▶ Provided entries
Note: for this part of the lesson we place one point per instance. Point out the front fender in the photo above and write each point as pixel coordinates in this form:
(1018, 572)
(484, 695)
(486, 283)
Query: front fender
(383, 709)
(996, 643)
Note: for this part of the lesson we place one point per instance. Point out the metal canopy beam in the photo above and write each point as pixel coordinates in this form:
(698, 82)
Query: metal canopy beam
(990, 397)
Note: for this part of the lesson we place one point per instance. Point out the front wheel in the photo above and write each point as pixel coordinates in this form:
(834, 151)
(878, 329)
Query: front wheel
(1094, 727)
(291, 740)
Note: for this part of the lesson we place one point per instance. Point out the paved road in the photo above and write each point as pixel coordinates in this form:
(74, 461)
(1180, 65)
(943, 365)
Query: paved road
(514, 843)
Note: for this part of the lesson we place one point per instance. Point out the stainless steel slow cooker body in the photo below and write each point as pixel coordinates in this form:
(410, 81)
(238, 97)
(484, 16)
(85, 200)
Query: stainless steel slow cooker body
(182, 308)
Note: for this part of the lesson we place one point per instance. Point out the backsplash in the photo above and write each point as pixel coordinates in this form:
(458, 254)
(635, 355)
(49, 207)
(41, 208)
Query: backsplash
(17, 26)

▶ What to work on
Copy all of the rows above word for word, changing nothing.

▶ Correct response
Note: for this part of the lesson we place one point per instance. Point out the front fender in the photo above and write each point as pixel coordinates in this form:
(1018, 572)
(484, 695)
(486, 283)
Query: front fender
(383, 709)
(996, 643)
Note: for this part of the lesson we place one point per instance. Point out the metal canopy beam in the photo above and write each point as pixel coordinates in this form:
(698, 82)
Query: metal canopy beam
(990, 397)
Note: for this part of the lesson we place one point per instance. Point out the front wheel in the photo above and write each point as pixel coordinates in this form:
(834, 151)
(878, 329)
Query: front wheel
(1094, 727)
(291, 740)
Note: for this part of the lesson we place one point per instance. Point out the paved road in the photo above and write each point as pixel coordinates in this form:
(74, 461)
(1180, 65)
(943, 365)
Query: paved road
(514, 843)
Note: for this part of the lesson we place one point per instance. Point out the stainless steel slow cooker body in the photo below and write each point as pixel coordinates in this form:
(410, 81)
(238, 97)
(484, 16)
(85, 200)
Query: stainless steel slow cooker body
(182, 308)
Note: for this part of the lesson we place one point per instance. Point out the backsplash in the photo above and write each point as pixel coordinates in this form:
(458, 254)
(635, 355)
(49, 207)
(41, 208)
Query: backsplash
(17, 26)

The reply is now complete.